* Exercise objective *
Make an exact copy of the listing below.

* Available data *
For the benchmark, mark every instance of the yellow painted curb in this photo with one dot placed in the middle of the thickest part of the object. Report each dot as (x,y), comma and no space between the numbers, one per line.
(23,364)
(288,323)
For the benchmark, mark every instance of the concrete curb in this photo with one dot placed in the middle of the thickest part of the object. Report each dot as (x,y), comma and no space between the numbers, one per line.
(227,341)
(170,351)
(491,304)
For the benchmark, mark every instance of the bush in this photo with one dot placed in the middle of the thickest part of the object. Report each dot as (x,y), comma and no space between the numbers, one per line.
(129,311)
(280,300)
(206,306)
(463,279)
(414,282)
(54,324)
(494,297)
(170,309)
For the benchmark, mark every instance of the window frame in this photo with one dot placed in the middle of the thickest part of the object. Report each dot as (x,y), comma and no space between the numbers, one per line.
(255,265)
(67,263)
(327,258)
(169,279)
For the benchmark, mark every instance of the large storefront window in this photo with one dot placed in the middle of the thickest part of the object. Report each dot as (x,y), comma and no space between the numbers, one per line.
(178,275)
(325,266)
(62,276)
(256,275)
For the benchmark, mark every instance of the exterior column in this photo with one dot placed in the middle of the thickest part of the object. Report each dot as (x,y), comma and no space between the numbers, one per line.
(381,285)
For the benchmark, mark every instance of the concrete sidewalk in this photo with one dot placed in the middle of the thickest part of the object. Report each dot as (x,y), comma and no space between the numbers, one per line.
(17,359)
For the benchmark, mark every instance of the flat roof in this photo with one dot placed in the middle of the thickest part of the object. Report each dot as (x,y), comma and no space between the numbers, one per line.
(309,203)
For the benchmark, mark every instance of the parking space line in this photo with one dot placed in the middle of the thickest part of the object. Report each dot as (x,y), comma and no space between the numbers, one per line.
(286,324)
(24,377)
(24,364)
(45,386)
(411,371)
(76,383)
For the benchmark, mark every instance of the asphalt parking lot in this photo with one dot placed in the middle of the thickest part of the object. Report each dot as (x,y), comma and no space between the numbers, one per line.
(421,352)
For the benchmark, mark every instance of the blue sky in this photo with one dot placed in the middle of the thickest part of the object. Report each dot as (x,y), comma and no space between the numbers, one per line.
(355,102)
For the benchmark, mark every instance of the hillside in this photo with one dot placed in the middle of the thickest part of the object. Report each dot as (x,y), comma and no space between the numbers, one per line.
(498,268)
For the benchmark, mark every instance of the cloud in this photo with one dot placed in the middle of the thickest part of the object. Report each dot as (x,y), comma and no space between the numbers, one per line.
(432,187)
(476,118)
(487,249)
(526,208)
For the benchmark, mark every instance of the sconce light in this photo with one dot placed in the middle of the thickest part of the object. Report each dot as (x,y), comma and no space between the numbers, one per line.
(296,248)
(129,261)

* Response to the task *
For the benchmark, mark every instance of the yellow painted curb in this photo with one dot placed in the middle of the thickest part of the object. Report each dot as (x,y), comma and no space between the numbers, one per line.
(23,364)
(288,323)
For the benchmark, mark every instance of the concrete curb in this photo with one dot placed in the middle of the thickest part of the object. Report each dot as (x,y), comma and no space between the numbers, one per line.
(227,341)
(170,351)
(491,304)
For the benchmark, mark every instance of the bush in this photo with one dot placed in the middle of the thickest part of the object. Report each dot as (x,y), comma and no space between the numbers, one per line.
(129,311)
(280,300)
(206,306)
(463,279)
(414,282)
(54,324)
(494,297)
(170,309)
For the benchmark, mark every instance of the window frame in this photo with one dot placed in the middle of the thickest part of the object. Report each dot as (x,y), comma and no space between the numbers, one per line.
(255,265)
(67,263)
(327,258)
(169,279)
For the benchmark, mark every instance of the large storefront window in this photo with one dot placed in the middle of the thickest part of the object. Report each dot as (x,y), comma and no space between the numbers, one per line.
(178,275)
(325,266)
(62,276)
(256,275)
For the benchmark, mark every instance of the exterior column in this photo with one dot placed in the middle of the thickest part of the object. Report each dot as (x,y), comma and no space between the numbers, one per line.
(381,285)
For the benchmark, mark every instance of the concrete sidewalk in this photo with one dot placed in the middle of the thickest part of the object. Report each dot as (x,y), comma and no space between the numbers, one per line.
(17,359)
For the benchmark, mark every instance of the flat roof in this photo with one dot placed in the middle of the thickest part of the object. Report each dot as (x,y), comma and no space between the numbers, one per line.
(309,203)
For the benchmark, mark every instance of the parking space line in this photo with one dot placed in the middle of the thickest part of the object. Report each dot as (x,y), comma and no space between the numbers, one per line.
(286,324)
(24,377)
(24,364)
(45,386)
(411,371)
(76,383)
For the benchmark, mark every instance of the asphalt parking lot in this photo with one dot placed in the middle of the thickest part of the object. Report each dot as (x,y), comma and no space between the numbers, one per line.
(421,352)
For the benchmark, mark every instance of the blue sky in this photo with one dot placed in the middle of the thickest part of the object. Report each dot as (x,y), comma and no space between the numbers, one per line.
(355,102)
For the benchmark, mark every instance of the hillside in this photo with one dot placed in the middle of the thickest part of the object. Report each dot as (x,y), comma and no space between the numbers, one per line.
(498,268)
For the benchmark, mark every instance of the cloud in this photo with one dot placed in the middle of the thickest part of the object. Report each dot as (x,y), comma and no space between the numbers, one per line.
(432,187)
(476,118)
(487,249)
(526,208)
For the benchmark, mark every instance of the sconce light in this photo with one dot placed in the middle of the thickest part of the object. Report each dot as (x,y), comma and no space between the numbers, one per line.
(296,248)
(129,261)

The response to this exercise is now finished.